#### Выбранный фрагмент:
+---+

# Общий раздел > Чувства > Секс и страсть >  Секс на первом свидании

## Asteriks

*Мир меняется. То, что касалось недопустимым лет 15-20 назад, сейчас в порядке вещей. Причём, домогаются секса не только парни, но и девушки. Если можно считать девушкой подростка в 13-14 лет.
Вы готовы к сексу на первом свидании?*

----------


## Serj_2k

гг, 13 просмотров темы  и тишина ....

Asteriks, свидания бывают разные и у всех у них могут быть разные цели, в том числе и секс

----------


## Asteriks

Обычное свидание. Познакомились, понравились друг другу, парень пригласил девушку на свидание. Какие ещё свидания ты имеешь в виду?

----------


## Serj_2k

я обобщил, если што ...

аааа,  если обычное нормальное свидание, то по обстоятельствам. хотя, я бы к "этому" отношения сразу не подводил, если девушка для меня имела бы бОльший интерес, чем просто ... люблю, знаете ли, поговорить ....

----------


## Asteriks

Ну, вот знакомый мой один влюбился в девушку. По уши. И первое свидание. Как он его ждал! Но решил, что не стоит про секс, потому что это первое свидание... Получается, раз хочешь более-менее серьёзных отношений, то лучше про секс на время забыть, так что ли?

----------


## Serj_2k

так будет правильнее ... или мудрее, даж не знаю.

да и при чём секс на первом, когда впереди столько времени, которое можно провести вместе!?

----------


## StrekoZZa

Если отвечать на вопрос, готова или нет к сексу на первом свидании, - нет, не готова. 
Сейчас сложно говорить о каких-то моральных устоях..Возможно, их уже просто нет. Тебя просто не будут слушать.. ведь у каждого свои принципы и мнения в голове.  Но мне совсем не хочется сейчас говорить об этом))
В жизни ситуации бывают разные.. Некоторые говорят, что лучше сделать и жалеть об этом, чем не сделать и вспоминать об этом всю жизнь. НО ведь некоторые могут это воспринять буквально.

+---+

[Элементы, перечисленные в наборе данных]
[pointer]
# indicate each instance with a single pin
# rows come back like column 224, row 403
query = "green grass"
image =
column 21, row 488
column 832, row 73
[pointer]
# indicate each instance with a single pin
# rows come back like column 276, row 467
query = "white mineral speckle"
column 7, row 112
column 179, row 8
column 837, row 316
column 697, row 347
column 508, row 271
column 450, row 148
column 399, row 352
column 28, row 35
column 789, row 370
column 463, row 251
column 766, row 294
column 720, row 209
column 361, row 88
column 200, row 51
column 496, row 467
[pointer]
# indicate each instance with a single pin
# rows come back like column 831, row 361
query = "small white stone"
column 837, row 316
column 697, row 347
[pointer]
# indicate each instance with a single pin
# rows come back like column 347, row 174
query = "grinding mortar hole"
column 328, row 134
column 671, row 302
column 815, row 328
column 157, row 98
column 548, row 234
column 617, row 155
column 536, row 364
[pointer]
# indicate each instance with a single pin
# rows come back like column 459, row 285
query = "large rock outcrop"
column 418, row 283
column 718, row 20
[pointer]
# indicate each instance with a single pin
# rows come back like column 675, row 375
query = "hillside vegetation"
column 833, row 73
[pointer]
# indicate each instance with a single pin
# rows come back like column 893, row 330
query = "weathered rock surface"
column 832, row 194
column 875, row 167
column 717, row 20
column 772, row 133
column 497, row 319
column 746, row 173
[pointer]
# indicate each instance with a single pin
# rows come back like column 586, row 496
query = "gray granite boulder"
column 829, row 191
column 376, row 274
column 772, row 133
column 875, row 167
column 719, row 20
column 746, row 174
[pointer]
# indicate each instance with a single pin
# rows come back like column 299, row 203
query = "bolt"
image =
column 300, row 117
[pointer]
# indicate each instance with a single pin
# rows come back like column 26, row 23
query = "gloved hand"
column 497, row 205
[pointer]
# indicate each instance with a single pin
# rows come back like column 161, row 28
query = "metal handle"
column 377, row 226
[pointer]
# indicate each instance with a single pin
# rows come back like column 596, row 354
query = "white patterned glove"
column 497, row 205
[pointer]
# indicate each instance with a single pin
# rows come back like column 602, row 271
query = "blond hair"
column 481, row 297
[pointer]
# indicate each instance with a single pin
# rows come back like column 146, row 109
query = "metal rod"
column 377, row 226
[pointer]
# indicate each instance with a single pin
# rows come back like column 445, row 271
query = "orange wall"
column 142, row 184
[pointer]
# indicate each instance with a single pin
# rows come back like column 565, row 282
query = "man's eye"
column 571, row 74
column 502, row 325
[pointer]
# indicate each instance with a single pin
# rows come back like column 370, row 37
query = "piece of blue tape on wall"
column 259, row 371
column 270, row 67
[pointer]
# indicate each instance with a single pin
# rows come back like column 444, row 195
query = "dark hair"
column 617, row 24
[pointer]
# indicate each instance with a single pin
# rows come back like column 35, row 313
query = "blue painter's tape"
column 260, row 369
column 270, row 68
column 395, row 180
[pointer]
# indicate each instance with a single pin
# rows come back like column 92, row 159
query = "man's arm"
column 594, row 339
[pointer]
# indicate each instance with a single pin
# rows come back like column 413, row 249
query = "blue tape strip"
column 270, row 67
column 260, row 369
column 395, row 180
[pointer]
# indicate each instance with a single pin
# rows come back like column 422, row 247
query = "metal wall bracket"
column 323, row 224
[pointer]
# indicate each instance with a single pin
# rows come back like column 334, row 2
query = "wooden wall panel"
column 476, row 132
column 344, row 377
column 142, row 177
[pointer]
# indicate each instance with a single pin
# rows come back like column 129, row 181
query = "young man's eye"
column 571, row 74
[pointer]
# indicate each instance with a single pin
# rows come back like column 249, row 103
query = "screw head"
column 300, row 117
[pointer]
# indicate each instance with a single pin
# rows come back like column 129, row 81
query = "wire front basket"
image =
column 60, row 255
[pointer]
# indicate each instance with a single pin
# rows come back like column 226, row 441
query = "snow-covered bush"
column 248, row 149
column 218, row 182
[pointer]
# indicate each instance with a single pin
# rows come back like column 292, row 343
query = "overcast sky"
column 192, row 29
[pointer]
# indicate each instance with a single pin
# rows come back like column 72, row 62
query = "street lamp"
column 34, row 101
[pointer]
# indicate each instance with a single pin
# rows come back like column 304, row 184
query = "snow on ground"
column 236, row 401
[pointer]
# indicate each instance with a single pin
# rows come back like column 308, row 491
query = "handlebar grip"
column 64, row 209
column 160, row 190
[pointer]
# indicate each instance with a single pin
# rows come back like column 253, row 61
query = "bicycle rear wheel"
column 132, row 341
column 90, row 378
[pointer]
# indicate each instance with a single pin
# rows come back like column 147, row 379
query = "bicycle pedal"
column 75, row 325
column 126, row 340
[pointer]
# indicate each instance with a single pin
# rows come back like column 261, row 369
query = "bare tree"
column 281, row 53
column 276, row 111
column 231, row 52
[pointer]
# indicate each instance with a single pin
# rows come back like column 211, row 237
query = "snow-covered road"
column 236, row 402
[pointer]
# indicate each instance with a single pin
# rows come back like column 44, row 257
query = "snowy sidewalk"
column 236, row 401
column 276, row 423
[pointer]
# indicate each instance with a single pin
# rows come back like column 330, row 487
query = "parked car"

+---+

#### Список заданий:
1 - Измените строки записей от самого их начала до строки с «column 832, row 73» включительно: замените «green grass» на «lush grass», остальное оставьте без изменений. Выведите только эти строки.
2 - Продолжите ветку о сексе на первом свидании, начиная сразу после последнего показанного предложения.

#### Ответы:
1 -
[pointer]
# indicate each instance with a single pin
# rows come back like column 224, row 403
query = "lush grass"
image =
column 21, row 488
column 832, row 73

2 -
Каждый руководствуется в каждой конкретной ситуации своим мозгом, рассудком.. какими-то обстоятельствами. Некоторые конечно же думают , ой-ой-ой, а что же дальше.. а кто-то руководствуется положением - сегодня одно, завтра второе.
Это очень щекотливая тема. Все , читая ее, будут как-то мылится, типа.. нет-нет, мы же не такие. 
Но ведь у каждого в голове промелькнет возможно уже никогда не повторимая ситуация, когда каждому хотелось просто занырнуть..  
Короче говоря, каждый получает именно то, что он хочет ))) А это уже совсем другая история..
Как-то так..

----------


## fIzdrin

обычно после этого,секса в смысле,становиться не интересно.

_fIzdrin добавил 27.07.2009 в 23:51_
красивый закат,красивый рассвет,
цветов полевых красивый букет,
на травку ложится девичий стан,
раздвинуты ноги-окончен роман.

----------


## Stych

Секс на первом свидании)) А чего ты хочешь от человека с которым первый раз встречаешься? И как ты представляешь это первое свидание?) Ты с цветами у подъезда?)или обычная пьянка на хате?) Секса ты будешь хотеть только от определенного человека и в определенной ситуации. А не просто на первом свидании)) 
И вообще а что вложено в смысл слова "свидание". Для меня например это какая-то встреча двух людей (на улице, кино, театр и т.д.) с целью узнать друг друга поближе. И с алкоголем эта встреча навряд ли будет связана)) А если кто-то хочет переспать, ну-ну) удачи, какой нормальный человек в здравом уме и светлой памяти т.е. трезвый, в первый раз ляжет в койку с каким-то общим другом или малознакомым товарищем?) Я думаю, нормальный, никакой.)
И еще) скажите парни и девушки, положа руку на сердце, ВЫ, переспав, будете дальше встречаться с этим человеком? Если да то, Вы, будете рассматривать его (ее) кандидатуру в качестве возможного постоянного спутника жизни? Подумайте.)
Вот и все.

----------


## Serj_2k

моё последнее свидание с девушкой носило чисто познавательный характер - т.е. увидицца в реале и побеседовать без компа. естественно, тема секса обсуждалась. как чисто какие-то моменты своего отношения к чему либо, так и конкретно между нами, а именно, штоп ни-ни! хотя до этого, совращала меня как могла ... правда объяснялось это темой шутки либо проверки меня. перед встречей клятвенно обещал ей не трогать и пальцем ))))

... и ещё .... интересный взгляд у человека на многие вещи, ОЧЕНЬ своеобразный, в том числе и на секс. жаль што форумы она не любит, да и сам Интернет тоже, а то было бы интересно почитать... ))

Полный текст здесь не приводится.